▸ **What to produce**
In the text on open-source ERP software, reproduce the passage that begins at the words "Q: Can I run" and stops after "for auditor familiarity.".

▸ **Quoted passage**
•••
For the buyer’s checklist, see ERP Features Checklist.

💡 Editor’s pick — best open-core ERP: Odoo — modular, low-cost, large ecosystem.

💡 Editor’s pick — most truly open-source: ERPNext / Frappe — full ERP under MIT and GPL.

💡 Editor’s pick — lowest-friction self-host: Dolibarr — small-business-friendly install.

FAQ — Best Open-Source ERP Software 2026

Q: Is open-source ERP really free? A: The license is free. Hosting, implementation, customization, and support are not. Realistic 3-year TCO for a 50-user open-source rollout is $60K–$300K.

Q: Is open-source ERP secure? A: As secure as you make it. The leading projects undergo regular security review and have CVE processes. The biggest risks are unpatched self-hosted instances and weak access controls.

Q: Can I run a public company on open-source ERP? A: A handful of public companies do — usually on Odoo Enterprise with a strong partner. Most public companies still pick NetSuite, S/4HANA, or Fusion for auditor familiarity.

Q: What’s the difference between Odoo Community and Enterprise? A: Community is free under LGPLv3 and includes most core modules. Enterprise (paid) adds advanced accounting, Studio, mobile, IoT, and warranty support, plus access to Odoo SA hosting.

Q: Is ERPNext as capable as Odoo? A: Functionally close, often better for manufacturing and HR. Smaller partner network and less mature ecosystem outside India and EU.
•••
Source data:

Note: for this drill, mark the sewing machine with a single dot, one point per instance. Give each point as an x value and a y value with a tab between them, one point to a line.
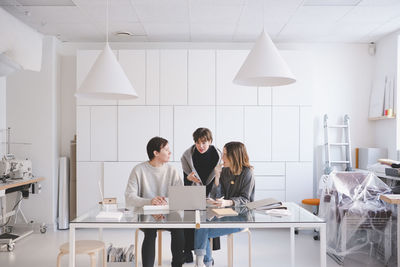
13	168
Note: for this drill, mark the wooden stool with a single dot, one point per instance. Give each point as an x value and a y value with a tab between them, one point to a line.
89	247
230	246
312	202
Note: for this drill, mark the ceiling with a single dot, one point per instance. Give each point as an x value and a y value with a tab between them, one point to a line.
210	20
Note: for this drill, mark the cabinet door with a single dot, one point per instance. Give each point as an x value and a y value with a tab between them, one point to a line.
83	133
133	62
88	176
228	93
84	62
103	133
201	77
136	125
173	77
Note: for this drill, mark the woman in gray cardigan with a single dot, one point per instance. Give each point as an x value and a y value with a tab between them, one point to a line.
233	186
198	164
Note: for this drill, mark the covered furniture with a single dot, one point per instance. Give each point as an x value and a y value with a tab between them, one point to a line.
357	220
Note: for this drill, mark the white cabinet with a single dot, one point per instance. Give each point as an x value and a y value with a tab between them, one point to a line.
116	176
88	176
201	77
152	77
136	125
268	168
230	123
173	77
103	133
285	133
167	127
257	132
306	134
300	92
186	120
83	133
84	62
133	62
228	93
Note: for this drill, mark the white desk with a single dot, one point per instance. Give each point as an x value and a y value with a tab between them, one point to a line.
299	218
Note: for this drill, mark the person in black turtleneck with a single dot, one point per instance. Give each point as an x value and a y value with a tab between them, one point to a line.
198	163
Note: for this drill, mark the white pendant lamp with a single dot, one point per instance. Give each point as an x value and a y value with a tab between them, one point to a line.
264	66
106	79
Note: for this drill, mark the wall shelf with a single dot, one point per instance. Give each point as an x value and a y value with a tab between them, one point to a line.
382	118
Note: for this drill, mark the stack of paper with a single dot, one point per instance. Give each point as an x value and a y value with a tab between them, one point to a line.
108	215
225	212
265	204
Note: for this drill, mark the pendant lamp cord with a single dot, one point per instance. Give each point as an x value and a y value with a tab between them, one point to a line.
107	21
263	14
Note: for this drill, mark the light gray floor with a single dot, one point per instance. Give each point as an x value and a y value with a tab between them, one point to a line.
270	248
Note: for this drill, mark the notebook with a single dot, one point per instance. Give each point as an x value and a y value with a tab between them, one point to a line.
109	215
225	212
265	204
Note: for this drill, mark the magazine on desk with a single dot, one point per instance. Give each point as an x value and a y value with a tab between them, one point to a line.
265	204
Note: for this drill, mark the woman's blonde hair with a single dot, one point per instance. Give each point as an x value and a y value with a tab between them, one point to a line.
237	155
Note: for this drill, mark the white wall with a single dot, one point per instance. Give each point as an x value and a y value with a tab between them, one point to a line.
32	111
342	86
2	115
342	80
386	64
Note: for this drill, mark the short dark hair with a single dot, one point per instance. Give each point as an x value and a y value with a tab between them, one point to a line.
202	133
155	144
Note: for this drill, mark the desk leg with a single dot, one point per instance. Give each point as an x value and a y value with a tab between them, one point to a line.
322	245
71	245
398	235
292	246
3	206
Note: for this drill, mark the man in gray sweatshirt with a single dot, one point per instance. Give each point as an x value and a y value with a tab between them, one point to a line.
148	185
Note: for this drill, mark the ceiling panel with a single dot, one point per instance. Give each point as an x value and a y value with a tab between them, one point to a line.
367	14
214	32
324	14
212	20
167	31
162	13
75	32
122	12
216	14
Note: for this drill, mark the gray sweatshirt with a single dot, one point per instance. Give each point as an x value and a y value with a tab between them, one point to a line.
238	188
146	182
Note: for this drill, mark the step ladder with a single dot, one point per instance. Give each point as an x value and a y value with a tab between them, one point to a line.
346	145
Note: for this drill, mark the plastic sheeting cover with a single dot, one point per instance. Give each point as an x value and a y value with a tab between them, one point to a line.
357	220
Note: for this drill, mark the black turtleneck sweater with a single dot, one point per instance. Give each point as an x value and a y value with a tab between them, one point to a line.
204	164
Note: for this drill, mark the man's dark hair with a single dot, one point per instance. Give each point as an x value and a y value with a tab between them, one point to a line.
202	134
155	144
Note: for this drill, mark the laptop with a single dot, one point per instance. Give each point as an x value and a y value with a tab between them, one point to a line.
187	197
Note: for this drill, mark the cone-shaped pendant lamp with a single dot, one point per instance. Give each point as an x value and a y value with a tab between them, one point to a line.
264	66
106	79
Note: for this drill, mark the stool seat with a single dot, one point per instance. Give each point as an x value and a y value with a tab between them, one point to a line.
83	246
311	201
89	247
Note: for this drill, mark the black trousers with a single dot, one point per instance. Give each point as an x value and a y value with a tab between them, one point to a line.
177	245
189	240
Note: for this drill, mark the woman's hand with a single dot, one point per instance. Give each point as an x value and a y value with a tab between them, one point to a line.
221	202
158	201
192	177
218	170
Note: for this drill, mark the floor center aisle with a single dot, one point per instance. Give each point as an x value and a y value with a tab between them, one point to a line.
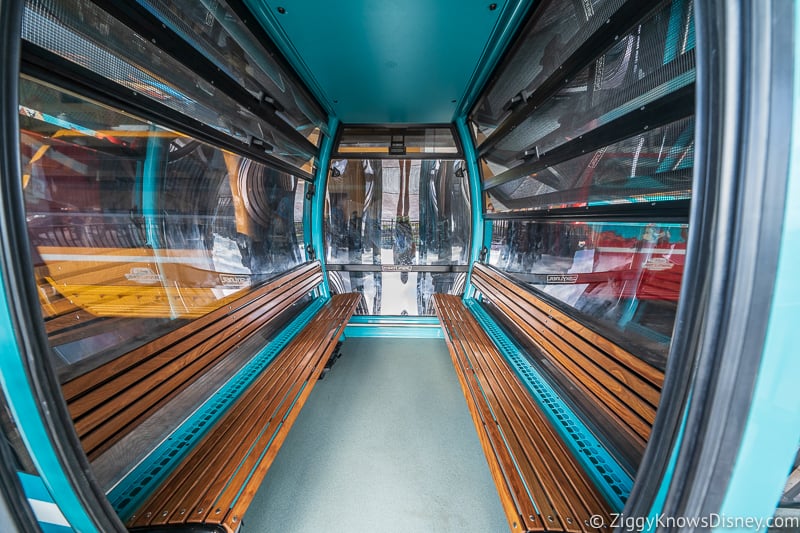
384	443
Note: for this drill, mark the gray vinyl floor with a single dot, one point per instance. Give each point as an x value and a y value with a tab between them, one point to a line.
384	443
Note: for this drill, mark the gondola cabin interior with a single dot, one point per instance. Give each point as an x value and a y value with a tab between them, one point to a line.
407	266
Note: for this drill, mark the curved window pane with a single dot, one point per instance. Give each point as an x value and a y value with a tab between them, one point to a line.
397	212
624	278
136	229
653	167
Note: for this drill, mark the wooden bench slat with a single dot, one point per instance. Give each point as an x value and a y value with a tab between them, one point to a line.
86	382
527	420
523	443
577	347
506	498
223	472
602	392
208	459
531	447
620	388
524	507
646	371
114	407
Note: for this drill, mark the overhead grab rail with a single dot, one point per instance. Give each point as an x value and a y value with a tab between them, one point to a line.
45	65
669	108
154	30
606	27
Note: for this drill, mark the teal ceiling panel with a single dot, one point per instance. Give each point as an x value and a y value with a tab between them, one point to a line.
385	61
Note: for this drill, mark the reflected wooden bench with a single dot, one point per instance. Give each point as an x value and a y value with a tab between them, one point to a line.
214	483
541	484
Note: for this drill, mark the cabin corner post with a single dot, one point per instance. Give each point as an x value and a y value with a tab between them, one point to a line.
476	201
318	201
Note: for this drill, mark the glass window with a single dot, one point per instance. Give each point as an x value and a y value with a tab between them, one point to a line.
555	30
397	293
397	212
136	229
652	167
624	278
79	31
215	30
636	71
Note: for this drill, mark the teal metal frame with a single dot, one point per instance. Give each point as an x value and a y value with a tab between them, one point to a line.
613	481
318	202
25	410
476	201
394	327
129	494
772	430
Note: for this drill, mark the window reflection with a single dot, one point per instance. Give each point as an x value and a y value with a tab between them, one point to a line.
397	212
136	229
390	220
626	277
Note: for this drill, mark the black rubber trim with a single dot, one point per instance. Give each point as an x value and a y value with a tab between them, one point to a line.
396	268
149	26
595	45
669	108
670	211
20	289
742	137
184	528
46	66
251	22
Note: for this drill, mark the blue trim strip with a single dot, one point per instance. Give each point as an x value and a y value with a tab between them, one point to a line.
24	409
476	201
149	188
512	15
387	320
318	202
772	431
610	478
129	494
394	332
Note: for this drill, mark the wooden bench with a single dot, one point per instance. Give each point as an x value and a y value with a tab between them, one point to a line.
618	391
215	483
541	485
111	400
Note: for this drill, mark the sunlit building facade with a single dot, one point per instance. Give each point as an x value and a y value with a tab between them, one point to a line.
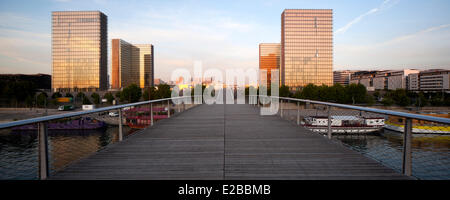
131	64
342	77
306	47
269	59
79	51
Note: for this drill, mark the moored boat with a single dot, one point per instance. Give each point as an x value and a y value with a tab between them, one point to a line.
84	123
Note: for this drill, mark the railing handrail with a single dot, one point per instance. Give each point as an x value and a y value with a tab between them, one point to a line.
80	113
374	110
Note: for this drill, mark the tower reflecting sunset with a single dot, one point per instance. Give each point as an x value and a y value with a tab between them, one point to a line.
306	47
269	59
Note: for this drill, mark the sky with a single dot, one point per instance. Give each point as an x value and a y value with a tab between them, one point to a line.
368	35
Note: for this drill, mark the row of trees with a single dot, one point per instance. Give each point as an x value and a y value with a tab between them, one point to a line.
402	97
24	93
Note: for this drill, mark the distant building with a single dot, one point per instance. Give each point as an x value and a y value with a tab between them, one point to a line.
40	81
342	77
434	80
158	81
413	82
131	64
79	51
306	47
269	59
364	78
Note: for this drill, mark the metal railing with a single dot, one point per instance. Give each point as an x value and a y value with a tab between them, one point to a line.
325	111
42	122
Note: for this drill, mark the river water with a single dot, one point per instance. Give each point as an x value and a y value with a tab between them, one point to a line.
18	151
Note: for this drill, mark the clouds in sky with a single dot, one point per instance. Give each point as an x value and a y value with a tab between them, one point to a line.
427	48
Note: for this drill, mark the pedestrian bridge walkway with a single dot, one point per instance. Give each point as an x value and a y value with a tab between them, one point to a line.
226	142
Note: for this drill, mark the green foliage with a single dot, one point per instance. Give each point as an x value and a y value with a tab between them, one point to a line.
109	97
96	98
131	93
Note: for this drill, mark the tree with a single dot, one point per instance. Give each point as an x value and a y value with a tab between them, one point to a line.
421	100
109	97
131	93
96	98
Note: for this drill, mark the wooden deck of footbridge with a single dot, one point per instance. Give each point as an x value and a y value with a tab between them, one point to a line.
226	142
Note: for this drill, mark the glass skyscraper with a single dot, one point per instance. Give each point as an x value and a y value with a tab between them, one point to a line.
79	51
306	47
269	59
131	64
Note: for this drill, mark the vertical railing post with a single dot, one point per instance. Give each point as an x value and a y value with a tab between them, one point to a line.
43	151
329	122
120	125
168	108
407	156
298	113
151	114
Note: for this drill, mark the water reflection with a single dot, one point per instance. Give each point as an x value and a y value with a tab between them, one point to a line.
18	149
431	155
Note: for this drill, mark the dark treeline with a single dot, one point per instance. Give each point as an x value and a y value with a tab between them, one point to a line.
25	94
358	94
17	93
•••
▸ **Output below**
Q: Can I run a public company on open-source ERP? A: A handful of public companies do — usually on Odoo Enterprise with a strong partner. Most public companies still pick NetSuite, S/4HANA, or Fusion for auditor familiarity.